▶ Given text
---------------

Well I guess this could be un-stickied now, as the original poster had to delete the info.


----------



## echo75 (Jun 17, 2008)

why are people greedy with information? if people demanded copyrights or charged money for everything on this site then imagine what it would be to.


----------



## cp# (Jul 29, 2008)

Here's a link to their guide:
http://www.tomshardware.com/forum/221745-29-core-quad-temperature-guide


----------



## [I.R.A]_FBi (Jul 29, 2008)

could someone post a link to the original info?


----------



## lemonadesoda (Oct 7, 2008)

KATANAUK said:


> --------------------------------------------------------------------------------
> Copyright
> 
> 
> ...



I find that a rather abrupt and rude way of speaking to a COMMUNITY MEMBER. Since Computronix article incl. mosting public information published by Intel (which he doesnt cite) and also links in his article to TPU!

FAR politer if the guy had approached KATANAUK with a polite request. Pointing out that the copyright issues but also that a LINK to the original article would be better since the original article as being constantly updated and maintained.

It's a shame that the community is being so aggressive and territorial about their PLAGARISED materials!


----------



## Oliver (Oct 10, 2008)

*wow*



lemonadesoda said:


> I find that a rather abrupt and rude way of speaking to a COMMUNITY MEMBER. Since Computronix article incl. mosting public information published by Intel (which he doesnt cite) and also links in his article to TPU!
> 
> FAR politer if the guy had approached KATANAUK with a polite request. Pointing out that the copyright issues but also that a LINK to the original article would be better since the original article as being constantly updated and maintained.
> 
> It's a shame that the community is being so aggressive and territorial about their PLAGARISED materials!


+++1


----------



## SimFreak47 (Oct 18, 2008)

KATANAUK said:


> I have been asked by the original author to remove this guide
> as it aparently breaks USA Copyright laws see message below.
> 
> 
> ...


own'd


----------



## a_ump (Nov 14, 2008)

not sure if this has been posted but here is what i found when googling for my tjmax

http://www.tomshardware.co.uk/intel-dts-specs,news-29460.html

EDIT: nvm, unclewebb says these are off....


----------



## Hayder_Master (Dec 24, 2008)

nice thread , so i have q6600 how much voltage need to set it at 3.6ghz and max temp with full load


----------



## D007 (Jan 20, 2009)

honestly.. seriously?...lol..
I find the fact that this individual hunted this guide down to be quite ridiculous..

---------------

▶ Given exercise A
Translate this sentence from the forum thread into Spanish: "could someone post a link to the original info?"
▶ Given exercise B
Edit the forum thread from "## a_ump (Nov" up to and including "(Dec 24, 2008)", changing "googling" to "searching".

---------------

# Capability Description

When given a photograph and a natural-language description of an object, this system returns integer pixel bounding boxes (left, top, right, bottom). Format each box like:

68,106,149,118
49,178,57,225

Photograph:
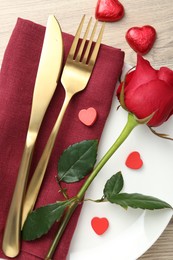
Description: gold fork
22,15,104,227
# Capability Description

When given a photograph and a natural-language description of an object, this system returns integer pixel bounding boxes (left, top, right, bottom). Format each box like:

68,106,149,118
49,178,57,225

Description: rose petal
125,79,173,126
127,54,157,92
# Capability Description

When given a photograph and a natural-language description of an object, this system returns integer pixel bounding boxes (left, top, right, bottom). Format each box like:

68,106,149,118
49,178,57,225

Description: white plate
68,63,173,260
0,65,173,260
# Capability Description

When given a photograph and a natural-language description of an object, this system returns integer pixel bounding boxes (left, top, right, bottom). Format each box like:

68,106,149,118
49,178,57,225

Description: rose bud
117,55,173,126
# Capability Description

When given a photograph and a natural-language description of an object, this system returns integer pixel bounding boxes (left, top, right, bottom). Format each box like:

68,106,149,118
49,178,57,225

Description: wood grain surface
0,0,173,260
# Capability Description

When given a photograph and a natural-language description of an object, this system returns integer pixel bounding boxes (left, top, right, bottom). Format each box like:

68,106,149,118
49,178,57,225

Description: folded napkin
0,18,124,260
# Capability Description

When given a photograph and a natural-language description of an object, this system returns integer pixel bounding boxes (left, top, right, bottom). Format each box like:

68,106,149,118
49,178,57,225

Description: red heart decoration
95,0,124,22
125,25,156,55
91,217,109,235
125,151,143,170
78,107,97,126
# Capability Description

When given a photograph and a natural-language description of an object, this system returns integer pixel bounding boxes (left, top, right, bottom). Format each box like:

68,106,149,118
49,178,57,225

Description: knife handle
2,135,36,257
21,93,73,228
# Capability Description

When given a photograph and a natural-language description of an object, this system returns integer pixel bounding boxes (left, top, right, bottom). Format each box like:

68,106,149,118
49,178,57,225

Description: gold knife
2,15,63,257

---------------

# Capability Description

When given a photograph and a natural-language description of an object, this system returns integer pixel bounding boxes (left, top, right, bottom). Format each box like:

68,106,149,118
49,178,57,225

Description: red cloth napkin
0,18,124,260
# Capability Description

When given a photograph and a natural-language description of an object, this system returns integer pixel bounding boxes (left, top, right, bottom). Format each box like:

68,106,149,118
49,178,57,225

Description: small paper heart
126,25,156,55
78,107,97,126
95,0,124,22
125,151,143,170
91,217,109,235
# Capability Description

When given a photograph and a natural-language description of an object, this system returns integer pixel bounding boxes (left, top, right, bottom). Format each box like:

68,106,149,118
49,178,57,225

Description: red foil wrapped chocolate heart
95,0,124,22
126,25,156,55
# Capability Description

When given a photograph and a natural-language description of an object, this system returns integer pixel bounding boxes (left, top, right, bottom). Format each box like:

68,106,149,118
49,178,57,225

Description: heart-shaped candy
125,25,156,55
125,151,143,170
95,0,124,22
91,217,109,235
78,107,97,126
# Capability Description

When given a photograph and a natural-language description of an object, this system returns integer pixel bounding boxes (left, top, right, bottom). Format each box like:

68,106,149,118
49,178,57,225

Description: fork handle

---------------

▶ Task solution A
¿Alguien podría publicar un enlace a la información original?

▶ Task solution B
## a_ump (Nov 14, 2008)

not sure if this has been posted but here is what i found when searching for my tjmax

http://www.tomshardware.co.uk/intel-dts-specs,news-29460.html

EDIT: nvm, unclewebb says these are off....


----------



## Hayder_Master (Dec 24, 2008)